Damit auf in Durchgang zwei: Zu dessen Beginn „verdaddelte“ Iscan den Ball gegen Korczanowski, hatte aber das Glück, dass dieser haarscharf am Tor vorbei zielte (49.). Statt der Bambeker ging Condor in Führung. Sieben Minuten nach der BU-Chance gab es einen Einwurf für die „Raubvögel“, den Mike Theis zu Martens beförderte. Der erfreute sich zwar der Gesellschaft von gleich drei Gegenspielern, von denen es aber keiner für nötig hielt. Condors Nummer neun zu attackieren und den Angriff vielleicht zu unterbinden. Das Ende vom Lied: Martens traf zum 3:2 ins kurze Eck. Condor hätte – Duplizität mit dem Geschehen in der ersten Halbzeit – anschließend erneut für klare Verhältnisse sorgen können, verpasste aber abermals die (Vor-)Entscheidung: Nachdem Weiser im Anschluss an ein Anspiel von Blunck den Turbo einschaltete, kam er zum Schuss, traf aber nicht ins Schwarze, sondern an den Pfosten (59.). Und, sie ahnen es schon, liebe Leser: stattdessen schlug die Kugel auf der anderen Seite im Netz ein. Nach 63 Minuten setzte sich Schulz durch, flankte von links lang ins rechte Drittel des Strafraums, wo Lange in Richtung Tor köpfte. Der Ball flog mit Tempo auf Condors Mike Theis zu, prallte von ihm ab und landete im eigenen Tor – 3:3.

**GEGEBENE ZEILEN**
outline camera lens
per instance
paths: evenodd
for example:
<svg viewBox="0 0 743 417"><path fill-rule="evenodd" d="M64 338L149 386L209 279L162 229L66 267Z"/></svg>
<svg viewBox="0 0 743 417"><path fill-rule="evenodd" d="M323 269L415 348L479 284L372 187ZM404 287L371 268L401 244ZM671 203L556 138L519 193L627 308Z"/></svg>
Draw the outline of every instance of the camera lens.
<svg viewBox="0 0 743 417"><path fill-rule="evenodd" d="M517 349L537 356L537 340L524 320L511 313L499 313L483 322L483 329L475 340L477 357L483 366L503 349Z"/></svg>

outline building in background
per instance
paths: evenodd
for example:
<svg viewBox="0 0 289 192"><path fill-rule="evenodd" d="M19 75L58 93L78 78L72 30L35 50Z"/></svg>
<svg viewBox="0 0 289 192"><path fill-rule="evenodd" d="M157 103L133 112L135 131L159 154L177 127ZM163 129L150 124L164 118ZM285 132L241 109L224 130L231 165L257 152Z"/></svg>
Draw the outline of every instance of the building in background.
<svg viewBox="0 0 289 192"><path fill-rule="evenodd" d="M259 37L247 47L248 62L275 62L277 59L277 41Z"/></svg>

**AUFGABEN**
a – Schreib alle Spieler auf, die im Spielbericht mit Namen genannt werden. Nenn jeden Namen nur einmal.
b – Beantworte mithilfe des Spielberichts jede Frage in einer eigenen Zeile:
(i) In welcher Minute traf Weiser den Pfosten?
(ii) Wer köpfte nach der Flanke von Schulz in Richtung Tor?
(iii) Wohin schoss Martens den Ball zum 3:2?

**LÖSUNGEN**
a – Iscan, Korczanowski, Mike Theis, Martens, Weiser, Blunck, Schulz, Lange

b –
(i) In der 59. Minute
(ii) Lange
(iii) Ins kurze Eck